— Begin Entries provided —
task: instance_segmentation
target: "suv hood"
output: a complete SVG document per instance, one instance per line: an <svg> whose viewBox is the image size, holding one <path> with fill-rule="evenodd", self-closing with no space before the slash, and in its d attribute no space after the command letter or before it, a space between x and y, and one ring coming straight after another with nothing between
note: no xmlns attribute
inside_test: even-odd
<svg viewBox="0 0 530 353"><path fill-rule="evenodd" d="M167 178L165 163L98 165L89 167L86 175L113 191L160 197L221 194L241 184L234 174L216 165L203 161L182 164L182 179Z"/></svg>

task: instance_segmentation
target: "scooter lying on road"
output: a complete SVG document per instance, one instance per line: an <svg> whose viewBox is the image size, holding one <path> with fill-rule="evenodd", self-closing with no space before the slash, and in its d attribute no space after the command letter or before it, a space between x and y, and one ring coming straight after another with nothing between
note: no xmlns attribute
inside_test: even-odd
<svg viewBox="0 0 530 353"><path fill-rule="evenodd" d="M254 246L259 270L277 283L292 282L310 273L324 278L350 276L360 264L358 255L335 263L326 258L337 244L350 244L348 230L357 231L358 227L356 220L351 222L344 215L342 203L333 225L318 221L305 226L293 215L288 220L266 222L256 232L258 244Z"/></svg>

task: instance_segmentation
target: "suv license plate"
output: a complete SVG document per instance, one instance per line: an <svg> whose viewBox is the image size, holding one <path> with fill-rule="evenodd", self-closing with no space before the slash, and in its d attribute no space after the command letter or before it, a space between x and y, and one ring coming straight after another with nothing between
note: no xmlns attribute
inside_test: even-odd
— End Entries provided —
## What to produce
Quote every line of the listing above verbatim.

## Full response
task: instance_segmentation
target: "suv hood"
output: a complete SVG document per instance, one instance per line: an <svg> whose viewBox is the image size, holding one <path> with fill-rule="evenodd", self-closing with no space before the slash, and in its d attribute no space after the command letter or before it, a space between x and y, and one ring coming straight after another with nothing between
note: no xmlns attribute
inside_test: even-odd
<svg viewBox="0 0 530 353"><path fill-rule="evenodd" d="M167 178L165 163L98 165L89 167L86 175L113 191L160 197L221 194L241 184L234 174L216 165L203 161L182 164L182 179Z"/></svg>

task: instance_segmentation
target: "scooter lying on road"
output: a complete SVG document per instance, one instance per line: an <svg> whose viewBox is the image size, holding one <path> with fill-rule="evenodd", self-closing with no space before the slash, and in its d attribute no space after the command letter or before it, a space between x and y, and one ring coming straight after another with nothing between
note: no xmlns attribute
inside_test: even-odd
<svg viewBox="0 0 530 353"><path fill-rule="evenodd" d="M254 246L259 270L277 283L292 282L310 273L324 278L350 276L360 264L358 255L335 263L326 258L337 244L350 244L348 230L357 231L358 227L356 220L351 222L344 215L342 203L333 225L318 221L305 226L293 215L288 220L266 222L256 232L258 244Z"/></svg>

task: instance_segmentation
target: "suv license plate"
output: a complete SVG document per instance, one instance per line: an <svg> whose viewBox is the image size, holding one <path> with fill-rule="evenodd", self-closing with no space before the slash, and in its d attribute no space after the command letter or before it, a space between x and y, and one ring coming straight after another with nothing between
note: no xmlns attribute
inside_test: even-odd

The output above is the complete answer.